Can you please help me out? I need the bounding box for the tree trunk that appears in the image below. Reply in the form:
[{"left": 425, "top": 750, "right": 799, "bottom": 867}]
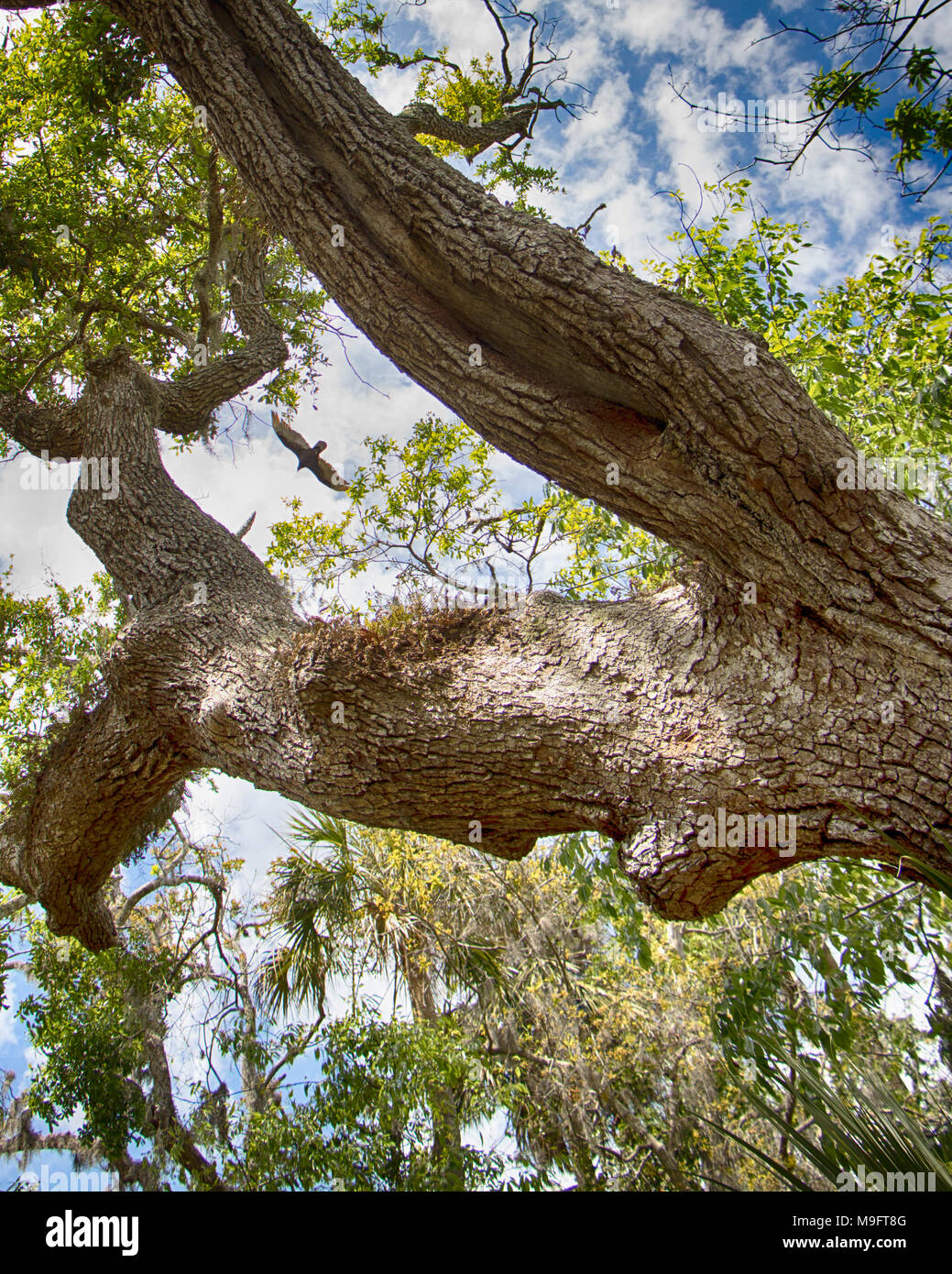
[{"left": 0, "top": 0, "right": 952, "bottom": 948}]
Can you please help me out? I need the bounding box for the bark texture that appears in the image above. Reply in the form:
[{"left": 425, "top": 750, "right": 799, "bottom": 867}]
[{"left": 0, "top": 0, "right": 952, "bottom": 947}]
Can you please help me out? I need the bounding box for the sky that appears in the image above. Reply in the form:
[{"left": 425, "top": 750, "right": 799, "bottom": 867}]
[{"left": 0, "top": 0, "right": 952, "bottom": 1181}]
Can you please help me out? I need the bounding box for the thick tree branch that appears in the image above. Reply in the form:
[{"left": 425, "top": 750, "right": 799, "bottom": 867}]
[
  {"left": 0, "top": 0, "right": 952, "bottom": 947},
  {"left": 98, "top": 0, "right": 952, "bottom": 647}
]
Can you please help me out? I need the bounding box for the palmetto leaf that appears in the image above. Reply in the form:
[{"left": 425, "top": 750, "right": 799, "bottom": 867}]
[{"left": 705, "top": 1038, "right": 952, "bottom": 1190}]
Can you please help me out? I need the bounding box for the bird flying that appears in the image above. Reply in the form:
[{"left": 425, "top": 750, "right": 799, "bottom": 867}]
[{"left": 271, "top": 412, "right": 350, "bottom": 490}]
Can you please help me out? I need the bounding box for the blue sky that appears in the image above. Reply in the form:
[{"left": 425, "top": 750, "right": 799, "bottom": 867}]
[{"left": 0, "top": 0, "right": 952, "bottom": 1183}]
□ □ □ □
TASK PROMPT:
Pick out every line in the items above that contains the string "tree", and copy each one. Case counts.

SOLUTION BELOW:
Can you please help me out? I need the bounding box for the tree trunk that appears in the image below. Reply in the form:
Can you please help me out? I need the bounding box for the thick tree branch that appears in the image above. Reply in the form:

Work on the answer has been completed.